=== Begin Enclosure ===

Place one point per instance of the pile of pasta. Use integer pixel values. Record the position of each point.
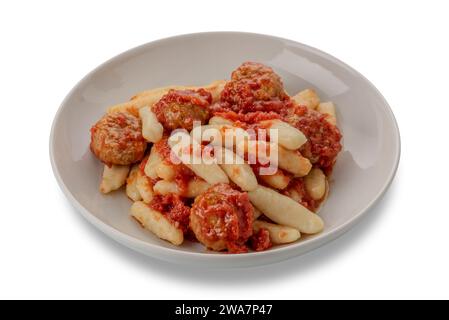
(227, 206)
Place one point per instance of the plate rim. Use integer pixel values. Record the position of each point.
(276, 254)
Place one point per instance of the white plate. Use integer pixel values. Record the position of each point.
(364, 170)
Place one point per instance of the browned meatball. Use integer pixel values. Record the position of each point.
(323, 138)
(179, 108)
(117, 139)
(253, 87)
(222, 218)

=== End Enclosure ===

Start at the first line and set down all of the data exactly, passing over the pictures.

▶ ANSWER AREA
Place one point per instance of the pile of pasta. Use integer pixel values. Record the position of each point.
(227, 206)
Place one point per instance of the plate rim. Use integer pixel values. Record the position of each point.
(276, 254)
Place one point per instance of the white plate. Use integer pixel values. Record the position of each point.
(364, 170)
Place one point per instance of the browned meatball. Use integer pixel values. Record the position of each point.
(323, 138)
(179, 108)
(117, 139)
(253, 87)
(222, 218)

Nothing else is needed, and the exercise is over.